▸ **DOCUMENT SEGMENT**:
BEGIN

Back in 2019, May quarterly revenues were $4.8 billion with customer deposits up at $5.8 billion. Clearly, Carnival still has a lot of work to match 2019 levels in a sign that cash flows still have plenty of upside ahead.

As such, the market shouldn't spend too much time focused on the past quarter results with Carnival spending most of the period restarting operations. The cruise line has already increased fleet capacity from 74% as an average for last quarter to 91% for the current quarter pushing the cruise line close enough to full capacity to produce solid financials. Similar to the airlines, Carnival should be able to boost occupancy levels with capacity below 100%.

The market sold off the cruise line stocks over the last month on fears of lowered bookings with recession risks perking up. Carnival admitted some mixed view on near term bookings, but the long term picture was strong with these following nuggets in the earnings release or call:

Booking volumes for the second half of 2022 sailings, since the beginning of April, have been higher than 2019 levels.

Cumulative advanced bookings for the full year 2023 continue to be both at the higher end of the historical range and at higher prices, with or without FCCs, normalized for bundled packages, as compared to 2019 sailings.

Currently, we are seeing success for close-to-home cruises, with many sailings achieving occupancy at or above 100%, where guests perceive far less friction than with international embarkations. In fact, our Carnival Cruise Line brand, sailing its entire fleet, is expected to reach nearly 110% occupancy during our third quarter.

A big reason for the improved booking in the 2H of the year and into 2023 are the relaxing of COVID restrictions, both for flying to foreign embarkments and just general testing restrictions for domestic trips. While the market is focused on some of the noise around recent ship occupancy trends, the trend remains tied to far more normalized bookings in the future.

Bargain Bin
A lot of investors were hesitant to purchase Carnival on the rally during 2021 on valuation fears with the enterprise value topping pre-COVID levels. Due to the higher debt levels and shares outstanding, the market felt cruise line stocks shouldn't match those prior levels on this key metric.

With the recent dip, Carnival now has an EV of ~$40 billion below the $45 billion level pre-COVID. Investors need to be careful using such a metric because the number doesn't accurately reflect the financial position of companies with large asset balances acquired via debt.

Carnival ended May with a cash balance of $7.2 billion and a debt position of $35.1 billion leading to a net debt position of $27.9 billion. The company now spends about $400 million on quarterly interest expenses, above the $50 million pre-COVID.

The cruise line has to eliminate a lot of the debt to reduce the interest expenses and boost EPS. Still, the positive indications from the quarterly report appear to set up Carnival to return to the earnings path from a few months ago where 2024 EPS targets were above $2.40 per share.

The stock was trading below $10 and this is all investors need to understand. Carnival trades at only 4x EPS targets still out a year, but more inline with normalization trends.

Remember, Carnival has the potential for a massive boost to EPS by cutting the interest expenses by over $1 billion annually (net interest expenses were only $200 million pre-COVID). With the share count at 1.14 billion shares, the EPS boost from lowering interest costs alone is at least $1.

The additional share count limits the EPS potential to closer to $3.00 in comparison to $4.50 pre-COVID, but the stock trades at only $10 now compared to $50 pre-COVID. The risks of a recession induced slowdown shouldn't be ignored due to the massive debt levels now, but investors shouldn't misplace fears when signs of a travel slowdown don't actually exist due to pent-up demand.

The key investor takeaway is that Carnival remains on a positive trajectory towards a full recovery. The market is too focused on recession fears while pent-up travel demand remains strong.

The cruise line appears poised to recover the majority of their prior business suggesting a much higher EPS ahead, even if it doesn't match the pre-COVID levels due to higher debt levels and share counts. The stock is just too cheap at $10 with a full recovery insight.

END

▸ **BRIEF 1**:
Write out the passage of the Carnival article from "Remember, Carnival has" up to and including "demand remains strong.".
▸ **BRIEF 2**:
In the Carnival article, why does the writer say investors need to be careful when using enterprise value as a metric?
▸ **BRIEF 3**:
According to the Carnival article, what cash balance did Carnival have at the end of May?

[Free-text object descriptions]
BEGIN

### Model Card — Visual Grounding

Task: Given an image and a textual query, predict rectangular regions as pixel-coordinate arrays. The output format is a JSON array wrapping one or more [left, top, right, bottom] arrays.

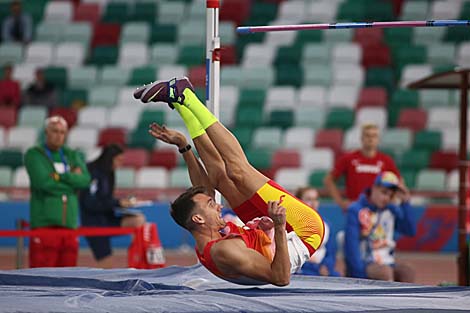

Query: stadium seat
[[135, 166, 169, 188], [123, 148, 149, 169], [98, 127, 127, 147]]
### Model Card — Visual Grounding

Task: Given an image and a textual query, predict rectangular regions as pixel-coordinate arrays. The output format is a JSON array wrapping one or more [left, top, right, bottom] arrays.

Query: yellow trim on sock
[[183, 88, 218, 129]]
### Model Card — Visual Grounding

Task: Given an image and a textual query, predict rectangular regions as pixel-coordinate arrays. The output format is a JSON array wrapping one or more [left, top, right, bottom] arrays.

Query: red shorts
[[233, 180, 325, 255], [29, 227, 79, 267]]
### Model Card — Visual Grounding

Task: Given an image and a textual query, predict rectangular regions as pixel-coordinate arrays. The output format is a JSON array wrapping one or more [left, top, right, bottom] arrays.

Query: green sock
[[173, 102, 206, 139], [183, 88, 217, 129]]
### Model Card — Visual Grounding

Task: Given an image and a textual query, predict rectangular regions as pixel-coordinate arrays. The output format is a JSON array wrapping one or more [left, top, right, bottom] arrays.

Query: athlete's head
[[170, 186, 225, 231], [295, 187, 319, 211], [361, 124, 380, 151], [44, 115, 68, 150], [369, 171, 399, 208]]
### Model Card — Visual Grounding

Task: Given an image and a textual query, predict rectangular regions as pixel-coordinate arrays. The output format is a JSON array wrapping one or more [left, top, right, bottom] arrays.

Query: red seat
[[98, 127, 126, 146], [122, 149, 149, 169], [149, 149, 178, 169], [356, 87, 387, 109], [0, 106, 16, 128], [429, 151, 459, 172], [362, 44, 392, 68], [315, 129, 343, 155], [272, 150, 300, 170], [353, 28, 383, 46], [49, 107, 77, 128], [220, 0, 251, 25], [397, 108, 428, 132], [73, 3, 100, 24], [91, 23, 121, 48], [188, 65, 206, 88]]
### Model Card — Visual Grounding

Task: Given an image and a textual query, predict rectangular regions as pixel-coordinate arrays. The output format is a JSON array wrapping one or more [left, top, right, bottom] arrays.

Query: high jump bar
[[237, 20, 470, 34]]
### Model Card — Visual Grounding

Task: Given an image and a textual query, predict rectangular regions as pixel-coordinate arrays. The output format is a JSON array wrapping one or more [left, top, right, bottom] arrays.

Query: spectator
[[80, 144, 145, 268], [2, 0, 33, 44], [25, 116, 90, 267], [295, 187, 340, 276], [0, 65, 21, 108], [23, 68, 58, 108], [324, 124, 400, 211], [344, 172, 416, 282]]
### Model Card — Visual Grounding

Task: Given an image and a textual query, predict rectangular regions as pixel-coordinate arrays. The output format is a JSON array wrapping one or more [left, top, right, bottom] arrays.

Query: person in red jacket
[[0, 65, 21, 108], [323, 124, 400, 211]]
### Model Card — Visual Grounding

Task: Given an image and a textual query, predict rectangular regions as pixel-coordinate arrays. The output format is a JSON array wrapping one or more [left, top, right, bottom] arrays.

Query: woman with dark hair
[[80, 144, 145, 268]]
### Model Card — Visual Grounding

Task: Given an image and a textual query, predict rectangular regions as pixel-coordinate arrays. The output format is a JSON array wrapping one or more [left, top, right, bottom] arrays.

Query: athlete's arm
[[149, 123, 215, 196], [211, 201, 290, 286]]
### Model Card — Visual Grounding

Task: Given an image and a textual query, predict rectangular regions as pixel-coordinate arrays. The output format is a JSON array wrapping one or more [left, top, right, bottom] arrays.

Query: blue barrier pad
[[0, 264, 470, 313]]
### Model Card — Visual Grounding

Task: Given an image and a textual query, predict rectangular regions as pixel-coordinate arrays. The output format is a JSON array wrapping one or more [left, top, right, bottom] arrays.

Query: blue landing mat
[[0, 265, 470, 313]]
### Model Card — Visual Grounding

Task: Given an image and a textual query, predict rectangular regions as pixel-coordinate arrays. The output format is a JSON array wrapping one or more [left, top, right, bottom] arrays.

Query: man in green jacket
[[25, 116, 90, 267]]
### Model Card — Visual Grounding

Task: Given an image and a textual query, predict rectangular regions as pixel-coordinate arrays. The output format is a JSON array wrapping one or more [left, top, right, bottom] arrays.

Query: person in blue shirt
[[344, 171, 416, 282], [80, 144, 146, 268], [295, 187, 341, 276]]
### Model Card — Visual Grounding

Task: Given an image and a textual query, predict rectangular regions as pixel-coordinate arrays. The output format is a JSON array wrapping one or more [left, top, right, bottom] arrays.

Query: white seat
[[118, 42, 149, 68], [53, 42, 85, 67], [13, 166, 29, 188], [77, 107, 108, 128], [283, 127, 315, 149], [343, 126, 362, 150], [7, 126, 38, 151], [332, 42, 362, 64], [44, 1, 73, 23], [327, 85, 359, 109], [24, 42, 53, 66], [355, 107, 387, 129], [274, 168, 309, 192], [135, 166, 169, 188], [67, 126, 98, 150], [298, 86, 326, 107], [264, 86, 297, 112], [300, 148, 334, 171]]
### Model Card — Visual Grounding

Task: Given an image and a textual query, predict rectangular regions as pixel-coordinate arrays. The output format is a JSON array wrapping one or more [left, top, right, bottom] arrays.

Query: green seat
[[416, 169, 446, 191], [18, 106, 47, 128], [178, 45, 206, 67], [44, 66, 67, 89], [130, 2, 158, 24], [232, 127, 253, 149], [0, 149, 23, 170], [100, 65, 130, 87], [246, 149, 272, 170], [399, 149, 430, 171], [101, 2, 132, 24], [62, 89, 88, 107], [0, 42, 23, 66], [137, 109, 165, 128], [325, 108, 354, 130], [365, 67, 396, 94], [268, 110, 294, 129], [67, 66, 97, 89], [150, 24, 177, 43], [127, 66, 157, 86], [308, 170, 328, 189], [116, 168, 135, 188], [0, 166, 13, 187], [126, 127, 156, 150], [275, 64, 304, 87], [413, 130, 442, 152], [88, 46, 118, 66]]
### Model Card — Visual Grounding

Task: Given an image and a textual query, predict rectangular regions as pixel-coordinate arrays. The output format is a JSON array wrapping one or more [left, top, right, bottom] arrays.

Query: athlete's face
[[361, 128, 380, 150], [300, 189, 318, 211], [370, 185, 394, 209], [193, 193, 225, 229]]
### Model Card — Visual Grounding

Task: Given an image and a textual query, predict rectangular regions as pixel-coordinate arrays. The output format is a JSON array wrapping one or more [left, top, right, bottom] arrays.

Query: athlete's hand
[[149, 123, 188, 149], [268, 201, 286, 227]]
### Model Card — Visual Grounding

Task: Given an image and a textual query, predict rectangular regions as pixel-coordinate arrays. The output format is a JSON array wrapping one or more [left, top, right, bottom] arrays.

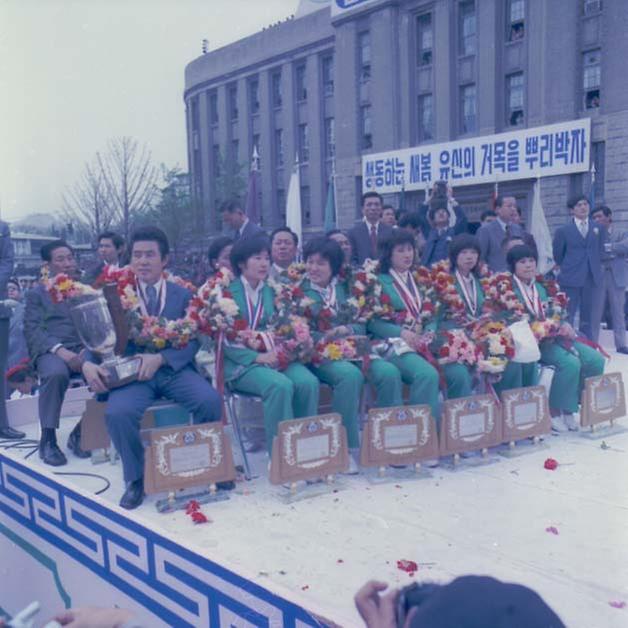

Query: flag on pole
[[286, 155, 303, 247], [530, 178, 554, 275], [246, 146, 259, 223]]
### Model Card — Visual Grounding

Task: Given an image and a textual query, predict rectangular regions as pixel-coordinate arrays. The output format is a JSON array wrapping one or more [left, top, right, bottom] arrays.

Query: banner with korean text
[[362, 118, 591, 194]]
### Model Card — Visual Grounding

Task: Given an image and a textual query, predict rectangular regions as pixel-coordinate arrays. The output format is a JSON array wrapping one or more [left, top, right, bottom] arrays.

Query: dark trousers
[[105, 366, 221, 482], [37, 353, 70, 429]]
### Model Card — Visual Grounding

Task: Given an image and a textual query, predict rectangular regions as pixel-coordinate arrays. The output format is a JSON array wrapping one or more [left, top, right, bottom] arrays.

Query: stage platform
[[0, 336, 628, 628]]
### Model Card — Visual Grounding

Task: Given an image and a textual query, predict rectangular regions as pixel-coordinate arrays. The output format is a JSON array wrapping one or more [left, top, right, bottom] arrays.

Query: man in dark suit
[[553, 194, 608, 340], [220, 199, 266, 241], [83, 231, 124, 285], [348, 192, 393, 264], [0, 220, 25, 438], [475, 196, 524, 273], [24, 240, 89, 467], [591, 205, 628, 354], [83, 227, 221, 509]]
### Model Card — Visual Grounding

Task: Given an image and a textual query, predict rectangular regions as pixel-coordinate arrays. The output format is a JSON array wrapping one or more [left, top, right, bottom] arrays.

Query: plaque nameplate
[[501, 386, 552, 443], [440, 395, 502, 456], [142, 422, 236, 494], [580, 373, 626, 427], [360, 405, 438, 468], [270, 412, 349, 484]]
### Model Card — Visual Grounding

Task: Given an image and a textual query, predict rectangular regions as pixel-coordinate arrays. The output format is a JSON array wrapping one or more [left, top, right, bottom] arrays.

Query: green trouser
[[442, 362, 473, 399], [541, 341, 604, 412], [231, 362, 319, 453], [493, 361, 539, 395], [390, 353, 440, 429], [310, 360, 364, 449]]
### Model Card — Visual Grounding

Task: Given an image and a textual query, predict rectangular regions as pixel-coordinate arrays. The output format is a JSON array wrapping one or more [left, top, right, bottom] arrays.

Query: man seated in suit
[[220, 199, 265, 241], [24, 240, 89, 467], [552, 194, 608, 340], [83, 227, 221, 509], [475, 196, 523, 273], [83, 231, 124, 285], [269, 227, 299, 280], [349, 192, 393, 264]]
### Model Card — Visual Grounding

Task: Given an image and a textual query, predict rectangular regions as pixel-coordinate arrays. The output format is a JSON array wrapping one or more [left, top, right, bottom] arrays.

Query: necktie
[[146, 286, 159, 316], [371, 225, 377, 259]]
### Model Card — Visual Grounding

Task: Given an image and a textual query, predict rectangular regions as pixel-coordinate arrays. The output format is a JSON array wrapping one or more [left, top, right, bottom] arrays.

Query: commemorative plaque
[[360, 405, 438, 475], [142, 422, 236, 510], [580, 373, 626, 431], [440, 395, 502, 464], [270, 412, 349, 493], [501, 386, 552, 448]]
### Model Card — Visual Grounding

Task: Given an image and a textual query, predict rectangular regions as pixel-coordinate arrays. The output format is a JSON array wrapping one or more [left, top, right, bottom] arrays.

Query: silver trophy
[[71, 297, 142, 388]]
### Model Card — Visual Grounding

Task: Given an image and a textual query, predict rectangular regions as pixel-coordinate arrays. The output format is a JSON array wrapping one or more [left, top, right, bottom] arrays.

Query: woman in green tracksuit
[[368, 229, 471, 423], [299, 237, 403, 449], [224, 236, 319, 452], [498, 245, 604, 432]]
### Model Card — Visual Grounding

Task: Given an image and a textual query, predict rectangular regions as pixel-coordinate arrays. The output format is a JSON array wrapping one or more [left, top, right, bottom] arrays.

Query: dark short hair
[[207, 236, 233, 266], [449, 233, 482, 272], [220, 198, 244, 214], [506, 244, 539, 273], [362, 192, 384, 207], [129, 225, 170, 259], [98, 231, 124, 249], [589, 205, 613, 218], [567, 194, 589, 209], [270, 227, 299, 246], [229, 235, 270, 277], [40, 240, 74, 262], [303, 237, 345, 277], [379, 229, 416, 273]]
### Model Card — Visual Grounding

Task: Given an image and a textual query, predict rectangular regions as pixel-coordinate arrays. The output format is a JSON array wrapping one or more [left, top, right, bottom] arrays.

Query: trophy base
[[101, 357, 142, 388]]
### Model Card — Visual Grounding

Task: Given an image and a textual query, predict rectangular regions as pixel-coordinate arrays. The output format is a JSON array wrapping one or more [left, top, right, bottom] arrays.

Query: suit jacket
[[0, 220, 13, 318], [475, 220, 525, 273], [602, 229, 628, 288], [553, 219, 608, 288], [24, 285, 83, 360], [348, 220, 392, 264]]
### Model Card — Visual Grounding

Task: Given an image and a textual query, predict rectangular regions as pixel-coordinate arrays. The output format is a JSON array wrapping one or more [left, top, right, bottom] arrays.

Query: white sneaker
[[563, 412, 580, 432], [552, 414, 569, 432]]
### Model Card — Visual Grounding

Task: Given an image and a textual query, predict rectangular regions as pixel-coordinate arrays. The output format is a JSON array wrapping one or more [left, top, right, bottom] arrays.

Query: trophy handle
[[102, 283, 129, 355]]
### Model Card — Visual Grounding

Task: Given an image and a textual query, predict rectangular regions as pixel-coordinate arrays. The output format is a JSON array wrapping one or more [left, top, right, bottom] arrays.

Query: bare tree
[[96, 137, 158, 240]]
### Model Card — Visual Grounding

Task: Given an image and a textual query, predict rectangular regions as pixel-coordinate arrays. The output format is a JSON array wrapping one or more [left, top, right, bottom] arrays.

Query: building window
[[506, 72, 525, 126], [507, 0, 526, 41], [325, 118, 336, 159], [460, 0, 476, 55], [460, 85, 477, 133], [270, 70, 282, 109], [418, 94, 434, 142], [582, 48, 602, 109], [299, 124, 310, 164], [321, 55, 334, 96], [249, 78, 259, 115], [360, 105, 373, 150], [275, 129, 284, 168], [358, 31, 371, 83], [294, 63, 307, 101], [209, 92, 218, 126], [227, 85, 238, 120], [416, 13, 434, 65]]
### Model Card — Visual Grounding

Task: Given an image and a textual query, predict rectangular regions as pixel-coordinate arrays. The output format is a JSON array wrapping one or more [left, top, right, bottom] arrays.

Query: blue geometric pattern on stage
[[0, 454, 332, 628]]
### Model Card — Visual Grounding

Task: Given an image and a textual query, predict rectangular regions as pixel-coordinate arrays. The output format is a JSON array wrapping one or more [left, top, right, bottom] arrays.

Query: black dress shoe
[[68, 428, 91, 458], [0, 425, 26, 440], [39, 440, 68, 467], [120, 478, 144, 510]]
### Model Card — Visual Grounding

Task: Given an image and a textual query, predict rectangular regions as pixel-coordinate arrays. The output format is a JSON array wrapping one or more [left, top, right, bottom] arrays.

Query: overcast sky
[[0, 0, 298, 220]]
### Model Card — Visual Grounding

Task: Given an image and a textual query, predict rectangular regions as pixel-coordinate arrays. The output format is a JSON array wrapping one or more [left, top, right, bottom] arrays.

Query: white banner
[[362, 118, 591, 194]]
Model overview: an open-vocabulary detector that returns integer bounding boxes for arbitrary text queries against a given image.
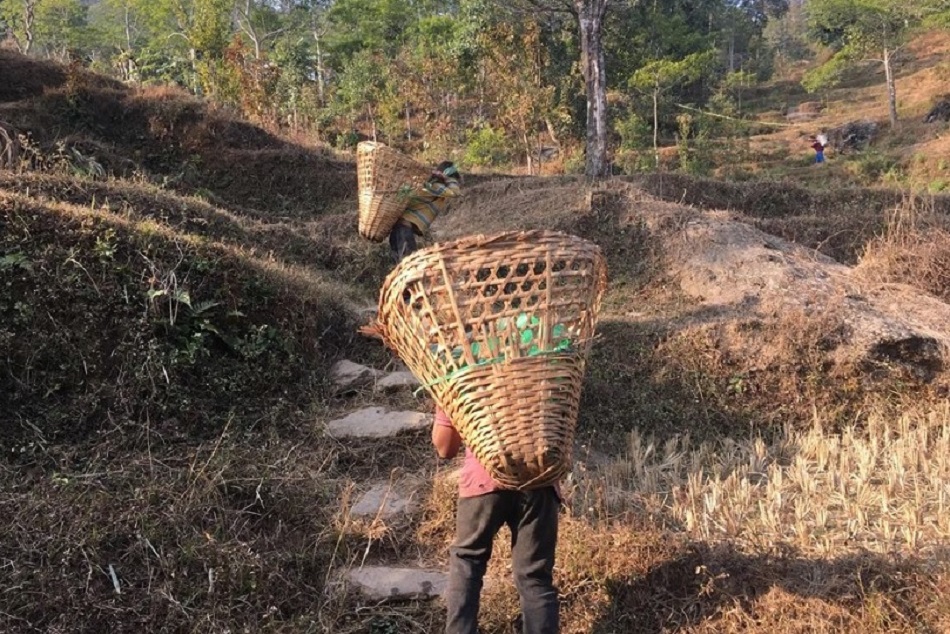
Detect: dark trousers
[445,487,560,634]
[389,222,416,263]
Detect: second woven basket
[373,231,607,489]
[356,141,431,242]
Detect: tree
[802,0,925,126]
[629,51,716,167]
[0,0,39,55]
[574,0,610,178]
[237,0,286,61]
[36,0,86,60]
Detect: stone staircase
[327,360,448,601]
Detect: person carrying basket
[389,161,462,263]
[432,408,561,634]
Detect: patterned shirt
[402,178,462,236]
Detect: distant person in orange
[389,161,462,262]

END

▸ **WRITTEN ANSWER 1**:
Remember, Carnival has the potential for a massive boost to EPS by cutting the interest expenses by over $1 billion annually (net interest expenses were only $200 million pre-COVID). With the share count at 1.14 billion shares, the EPS boost from lowering interest costs alone is at least $1.

The additional share count limits the EPS potential to closer to $3.00 in comparison to $4.50 pre-COVID, but the stock trades at only $10 now compared to $50 pre-COVID. The risks of a recession induced slowdown shouldn't be ignored due to the massive debt levels now, but investors shouldn't misplace fears when signs of a travel slowdown don't actually exist due to pent-up demand.

The key investor takeaway is that Carnival remains on a positive trajectory towards a full recovery. The market is too focused on recession fears while pent-up travel demand remains strong.

▸ **WRITTEN ANSWER 2**:
Investors need to be careful because enterprise value doesn't accurately reflect the financial position of companies with large asset balances acquired via debt.

▸ **WRITTEN ANSWER 3**:
Carnival ended May with a cash balance of $7.2 billion.